Required work:
Swap "outline" for "boundary" throughout the rows below, and write them out again with everything else left as it is.

(begin)

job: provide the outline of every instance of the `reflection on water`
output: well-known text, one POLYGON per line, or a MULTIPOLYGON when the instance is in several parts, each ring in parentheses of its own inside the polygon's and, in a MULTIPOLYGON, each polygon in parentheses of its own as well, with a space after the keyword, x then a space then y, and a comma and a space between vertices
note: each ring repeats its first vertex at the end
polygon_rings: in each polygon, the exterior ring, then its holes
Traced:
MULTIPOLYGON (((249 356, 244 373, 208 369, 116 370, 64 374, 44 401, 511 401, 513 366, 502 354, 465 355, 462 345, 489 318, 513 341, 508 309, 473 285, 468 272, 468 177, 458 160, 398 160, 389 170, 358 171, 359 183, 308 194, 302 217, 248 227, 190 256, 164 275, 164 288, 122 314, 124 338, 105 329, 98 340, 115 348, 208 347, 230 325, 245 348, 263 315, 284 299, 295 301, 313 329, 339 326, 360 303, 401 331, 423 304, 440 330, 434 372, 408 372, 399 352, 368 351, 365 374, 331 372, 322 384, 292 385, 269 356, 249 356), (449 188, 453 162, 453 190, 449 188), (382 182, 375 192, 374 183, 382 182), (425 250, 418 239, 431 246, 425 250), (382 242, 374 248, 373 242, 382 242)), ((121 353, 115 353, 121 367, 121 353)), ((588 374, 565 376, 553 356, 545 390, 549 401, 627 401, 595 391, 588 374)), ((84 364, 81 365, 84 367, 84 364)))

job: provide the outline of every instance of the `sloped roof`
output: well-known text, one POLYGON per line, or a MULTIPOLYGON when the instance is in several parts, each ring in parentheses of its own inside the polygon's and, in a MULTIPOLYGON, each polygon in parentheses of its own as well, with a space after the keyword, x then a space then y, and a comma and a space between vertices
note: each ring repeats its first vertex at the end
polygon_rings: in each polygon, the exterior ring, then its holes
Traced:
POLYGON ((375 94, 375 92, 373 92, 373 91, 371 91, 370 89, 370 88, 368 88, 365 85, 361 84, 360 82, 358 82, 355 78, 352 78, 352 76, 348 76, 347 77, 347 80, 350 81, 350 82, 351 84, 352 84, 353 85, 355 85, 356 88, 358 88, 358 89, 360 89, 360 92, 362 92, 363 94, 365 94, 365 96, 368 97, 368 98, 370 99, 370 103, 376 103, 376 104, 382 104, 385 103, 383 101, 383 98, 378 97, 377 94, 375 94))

(end)

Complete output:
job: provide the boundary of every instance of the `reflection on water`
output: well-known text, one POLYGON per line, or a MULTIPOLYGON when the instance is in several parts, each ring in parentheses of its own inside the polygon's and, in a MULTIPOLYGON, each polygon in parentheses of its own as well, with a space after the keyword, x then a space then y, and a comma and a space between vertices
note: each ring repeats its first vertex at the end
polygon_rings: in each polygon, the exterior ring, then its holes
Traced:
MULTIPOLYGON (((249 356, 244 373, 208 369, 116 370, 64 374, 44 401, 511 401, 513 366, 502 354, 465 355, 462 345, 489 318, 513 341, 508 309, 473 285, 468 272, 468 177, 458 160, 398 160, 389 170, 358 171, 359 183, 308 194, 302 217, 248 227, 190 256, 164 275, 164 288, 122 314, 124 338, 105 329, 98 340, 115 348, 208 347, 230 325, 245 348, 263 315, 284 299, 295 301, 313 329, 339 326, 360 303, 401 331, 423 304, 440 330, 434 372, 408 372, 399 352, 368 351, 365 374, 331 372, 322 384, 292 385, 269 356, 249 356), (449 188, 453 162, 453 190, 449 188), (382 182, 375 192, 374 183, 382 182), (425 250, 418 239, 431 246, 425 250), (382 242, 374 248, 373 242, 382 242)), ((121 353, 115 353, 121 367, 121 353)), ((588 374, 565 376, 553 356, 545 390, 549 401, 627 401, 595 391, 588 374)), ((84 364, 81 365, 84 367, 84 364)))

job: provide the boundary of every instance of the `sloped roof`
output: well-known text, one POLYGON per line, or a MULTIPOLYGON when the instance is in several parts, each ring in parentheses of its own inside the polygon's and, in a MULTIPOLYGON, each polygon in parentheses of its own as well, with a space after the keyword, x then a space then y, and a comma and a space between vertices
note: each ring repeats its first vertex at the end
polygon_rings: in each polygon, the exterior ring, then its holes
Traced:
POLYGON ((375 94, 375 92, 373 92, 373 91, 371 91, 370 89, 370 88, 368 88, 365 85, 361 84, 360 82, 358 82, 355 78, 352 78, 352 76, 348 76, 347 77, 347 80, 350 81, 350 82, 351 84, 352 84, 353 85, 355 85, 356 88, 358 88, 358 89, 360 89, 360 92, 362 92, 363 94, 365 94, 365 96, 368 97, 368 98, 370 99, 370 103, 376 103, 376 104, 382 104, 385 103, 383 101, 383 98, 378 97, 377 94, 375 94))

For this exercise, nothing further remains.